◆ EXERCISE DETAILS
An exact copy of the listing is required.

◆ ◆ ◆ ◆ ◆

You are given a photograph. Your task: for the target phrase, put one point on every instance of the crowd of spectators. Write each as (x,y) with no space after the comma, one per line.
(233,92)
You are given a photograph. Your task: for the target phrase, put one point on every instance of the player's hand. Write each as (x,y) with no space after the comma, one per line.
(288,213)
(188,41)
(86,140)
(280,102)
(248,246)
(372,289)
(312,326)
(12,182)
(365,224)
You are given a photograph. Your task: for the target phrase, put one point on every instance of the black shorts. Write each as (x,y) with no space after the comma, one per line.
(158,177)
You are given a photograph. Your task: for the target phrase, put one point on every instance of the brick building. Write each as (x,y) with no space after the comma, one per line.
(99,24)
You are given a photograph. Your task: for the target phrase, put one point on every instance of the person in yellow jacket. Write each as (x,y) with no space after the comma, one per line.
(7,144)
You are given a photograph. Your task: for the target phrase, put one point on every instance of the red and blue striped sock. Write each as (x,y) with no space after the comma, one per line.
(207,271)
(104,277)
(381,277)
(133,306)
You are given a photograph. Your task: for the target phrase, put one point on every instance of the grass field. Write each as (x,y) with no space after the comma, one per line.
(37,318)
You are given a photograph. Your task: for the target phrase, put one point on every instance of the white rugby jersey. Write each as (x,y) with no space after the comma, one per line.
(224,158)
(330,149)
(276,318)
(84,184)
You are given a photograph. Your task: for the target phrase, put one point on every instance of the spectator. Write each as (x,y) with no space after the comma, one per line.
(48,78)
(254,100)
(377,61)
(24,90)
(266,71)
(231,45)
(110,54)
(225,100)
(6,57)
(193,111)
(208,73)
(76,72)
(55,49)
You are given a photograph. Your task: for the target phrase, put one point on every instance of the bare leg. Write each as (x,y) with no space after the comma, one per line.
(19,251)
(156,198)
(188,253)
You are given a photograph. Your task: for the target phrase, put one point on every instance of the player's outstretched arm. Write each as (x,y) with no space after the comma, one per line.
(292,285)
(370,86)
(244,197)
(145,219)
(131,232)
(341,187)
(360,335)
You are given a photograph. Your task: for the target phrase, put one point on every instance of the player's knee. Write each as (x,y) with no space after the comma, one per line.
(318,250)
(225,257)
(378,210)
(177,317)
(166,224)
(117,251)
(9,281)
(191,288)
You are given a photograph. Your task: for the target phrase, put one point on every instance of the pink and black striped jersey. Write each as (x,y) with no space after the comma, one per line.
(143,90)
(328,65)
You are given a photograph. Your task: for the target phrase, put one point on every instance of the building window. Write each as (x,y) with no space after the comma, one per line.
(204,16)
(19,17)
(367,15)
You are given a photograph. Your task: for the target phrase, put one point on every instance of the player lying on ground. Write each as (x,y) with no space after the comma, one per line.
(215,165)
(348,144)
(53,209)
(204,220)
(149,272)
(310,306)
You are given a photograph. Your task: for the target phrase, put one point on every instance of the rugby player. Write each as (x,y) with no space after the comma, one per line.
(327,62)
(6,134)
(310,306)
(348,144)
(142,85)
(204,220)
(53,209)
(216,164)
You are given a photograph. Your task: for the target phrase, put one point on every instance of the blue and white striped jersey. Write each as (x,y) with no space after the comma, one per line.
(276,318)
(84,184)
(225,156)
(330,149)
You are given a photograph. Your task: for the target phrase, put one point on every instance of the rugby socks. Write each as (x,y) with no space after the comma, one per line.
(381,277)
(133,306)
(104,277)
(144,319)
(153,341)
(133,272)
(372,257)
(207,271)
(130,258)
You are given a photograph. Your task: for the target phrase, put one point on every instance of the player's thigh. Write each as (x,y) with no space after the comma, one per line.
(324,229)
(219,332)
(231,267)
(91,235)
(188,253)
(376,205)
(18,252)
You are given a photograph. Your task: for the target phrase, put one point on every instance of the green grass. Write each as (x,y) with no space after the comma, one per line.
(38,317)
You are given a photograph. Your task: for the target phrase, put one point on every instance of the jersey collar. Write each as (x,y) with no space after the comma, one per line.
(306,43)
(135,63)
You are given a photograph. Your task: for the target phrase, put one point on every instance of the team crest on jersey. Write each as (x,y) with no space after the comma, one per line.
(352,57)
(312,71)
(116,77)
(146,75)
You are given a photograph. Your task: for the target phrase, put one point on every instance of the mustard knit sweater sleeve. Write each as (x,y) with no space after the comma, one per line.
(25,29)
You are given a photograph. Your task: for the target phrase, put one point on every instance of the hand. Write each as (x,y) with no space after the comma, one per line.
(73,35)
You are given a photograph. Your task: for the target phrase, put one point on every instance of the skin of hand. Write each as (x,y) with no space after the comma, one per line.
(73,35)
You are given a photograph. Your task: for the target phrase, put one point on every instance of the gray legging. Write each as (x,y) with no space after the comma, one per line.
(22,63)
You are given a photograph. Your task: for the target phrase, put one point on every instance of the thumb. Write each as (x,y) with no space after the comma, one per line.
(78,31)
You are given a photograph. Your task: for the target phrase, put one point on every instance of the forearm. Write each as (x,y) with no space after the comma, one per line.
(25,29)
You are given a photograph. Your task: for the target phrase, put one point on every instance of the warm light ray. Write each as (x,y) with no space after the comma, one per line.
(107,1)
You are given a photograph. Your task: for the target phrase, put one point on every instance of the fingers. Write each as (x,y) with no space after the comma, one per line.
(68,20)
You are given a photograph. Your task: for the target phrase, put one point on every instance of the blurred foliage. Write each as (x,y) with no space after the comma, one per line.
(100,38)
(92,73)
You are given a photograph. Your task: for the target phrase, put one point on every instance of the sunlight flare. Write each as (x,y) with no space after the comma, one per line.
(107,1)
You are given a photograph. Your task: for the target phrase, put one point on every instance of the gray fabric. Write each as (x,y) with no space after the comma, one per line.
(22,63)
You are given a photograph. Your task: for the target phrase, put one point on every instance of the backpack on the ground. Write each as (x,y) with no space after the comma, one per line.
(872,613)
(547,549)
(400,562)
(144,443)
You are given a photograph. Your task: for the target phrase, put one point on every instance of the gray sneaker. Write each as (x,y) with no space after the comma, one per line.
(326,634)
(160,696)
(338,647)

◆ ◆ ◆ ◆ ◆

◆ YOUR SOLUTION
You are given a photograph. Your task: for the target phrase, put one point on every instance of the crowd of spectators. Write each as (x,y) with no space after the comma, one per line.
(233,92)
You are given a photograph. Your task: for the target phrase, put one point on every instance of the player's hand. Write each as (x,y) with no space after the comma, one per line.
(288,213)
(188,41)
(86,140)
(280,102)
(248,246)
(372,289)
(312,326)
(12,182)
(365,224)
You are given a photograph. Your task: for the target phrase, put one point on every instance of the black shorts. Write each as (x,y) with no space after the comma, one per line.
(158,177)
You are given a photograph. Your task: for the target phrase, put one point on every instance of the brick building. Write each as (x,y) with no space after the comma, one per line.
(99,24)
You are given a photograph. Your task: for the target phrase, put one point on every instance of the person in yellow jacket. Write each as (x,y) with no space after the comma, one per line.
(7,144)
You are given a photograph. Your task: for the target phrase, put one point on every instance of the red and blue striped sock. Write each as (x,y) with no space after the comma, one per line.
(207,271)
(104,277)
(381,277)
(133,306)
You are given a photograph. Your task: for the target phrase, put one point on every instance of the grass field. Write each as (x,y) with no space after the comma, one per line.
(37,318)
You are given a photograph. Your task: for the target phrase, put one point on every instance of the white rugby jersey. Write each as (x,y) with no space after the comma, one per line.
(224,158)
(330,149)
(276,318)
(84,184)
You are given a photograph. Your task: for the target phrase, put one point on every instance of the spectator. Write each as (x,y) with no space after the comma, one per line.
(48,78)
(254,100)
(377,61)
(24,90)
(266,71)
(231,45)
(110,54)
(225,100)
(6,57)
(193,111)
(208,73)
(76,72)
(55,49)
You are given a photograph. Your task: for the target phrase, put one point on every instance of the bare leg. Write each as (x,y) with no space after the comma, one per line.
(19,251)
(156,198)
(188,253)
You are given a photograph. Your task: for the target phrase, put one point on every instance of the player's outstretched arm. Write each as (x,y) with no space after the comma, one per line.
(292,285)
(370,86)
(244,197)
(145,219)
(131,232)
(341,187)
(360,335)
You are given a photograph. Your task: for the target phrase, put one point on every instance of the player's knee. Write each as (x,y) with no space after the comma, one per line.
(318,250)
(225,257)
(378,210)
(177,317)
(166,224)
(117,251)
(9,281)
(191,288)
You are given a photograph. Your task: for the target phrase, put one point on every instance of the pink and black striped jersey. Write each as (x,y) with no space after the comma, one per line.
(143,90)
(328,65)
You are given a photograph. Your task: for the target phrase, put one point on every instance of the building window. Write each as (x,y) with no space after the comma, one per line.
(204,16)
(19,17)
(367,15)
You are given a photograph. Your task: for the target phrase, put one point on every instance of the player lying on ground. Write each as (x,y) with no space after the comma, one per line.
(215,165)
(348,144)
(53,209)
(204,220)
(149,272)
(310,306)
You are given a photograph. Your task: for the target phrase, put one point on every instance of the rugby player. Write each as (x,y) with no space after the comma, one per line.
(327,62)
(6,134)
(310,306)
(348,144)
(142,85)
(204,220)
(53,209)
(216,164)
You are given a photograph. Your task: for the target phrase, put one point on every instance of the blue and white striped jersey. Write each as (x,y) with no space after the comma, one per line.
(276,318)
(84,184)
(225,156)
(330,149)
You are given a photograph. Your task: for the target phrase, put one point on every instance of the rugby socks. Write each as (x,y) with no space after the comma, one per line.
(381,277)
(133,306)
(104,277)
(144,319)
(153,341)
(133,272)
(372,257)
(207,271)
(130,258)
You are given a photograph. Your task: for the target phrase, put one point on every instance of the player's thigh. Write each as (x,y) with no space after the comma, one per line.
(324,229)
(219,332)
(231,267)
(91,235)
(188,253)
(376,205)
(18,252)
You are given a photograph. Your task: for the target phrase, put one point on every instance of the green grass. Write each as (x,y) with no space after the comma, one per line.
(38,317)
You are given a photograph. Your task: for the target phrase, put one point on every instance of the jersey collar. Write each as (x,y) with no space after the comma, one per line.
(306,43)
(135,63)
You are given a photograph. Your task: for the target phrase, put one point on every instance of the team crest on jersey. Write each as (x,y) with no space after the comma, one per line.
(352,57)
(312,71)
(116,77)
(146,75)
You are given a photograph. Your task: for the target phrase, put one point on every instance of the mustard knit sweater sleeve. Write each as (x,y) with no space after the comma, one per line.
(25,29)
You are given a photograph. Your task: for the target phrase, put one point on every instance of the hand. Write each as (x,y) with no space after the comma, one per line.
(73,35)
You are given a photograph. Your task: for the target phrase, put one point on every instance of the skin of hand. Write each as (x,y) with no space after the comma, one per line.
(73,35)
You are given a photograph. Your task: for the target phrase, put one point on every instance of the gray legging. Write each as (x,y) with no space after the comma, one per line.
(22,63)
You are given a photograph. Your task: for the target phrase, put one point on every instance of the thumb. Write each as (x,y) with no space after the comma, one per line.
(78,31)
You are given a photograph. Your task: for the target phrase, put one point on every instance of the forearm. Write each as (x,y) with no space after the comma, one per line.
(25,29)
You are given a photograph. Your task: for the target phrase, put one point on every instance of the warm light ray. Write each as (x,y) with no space after the comma, one per line.
(107,1)
You are given a photograph. Your task: for the target phrase, put one point on every instance of the fingers. Write each as (x,y) with no space after the comma, one per line.
(68,20)
You are given a photograph. Your task: for the target phrase, put one point on every instance of the blurred foliage. Write each as (x,y) with no space after the comma, one per line.
(100,38)
(92,73)
You are given a photograph. Your task: for the target phrase, put one point on every instance of the sunlight flare. Write each as (x,y) with no space after the comma, one per line.
(107,1)
You are given a photograph. Your task: for the target phrase, put one point on every instance of the gray fabric. Write each as (x,y) with no space after the comma, one per line.
(22,63)
You are given a photograph. Your task: for the target phrase, put one point on every instance of the backpack on the ground. Write each as (x,y) with no space after the comma, one per line.
(872,613)
(547,549)
(400,562)
(144,443)
You are given a photograph. Your task: for the target phrase, put one point on every instance of the gray sneaker. Write each as (x,y) with no space after the comma, one per line.
(326,634)
(160,696)
(338,647)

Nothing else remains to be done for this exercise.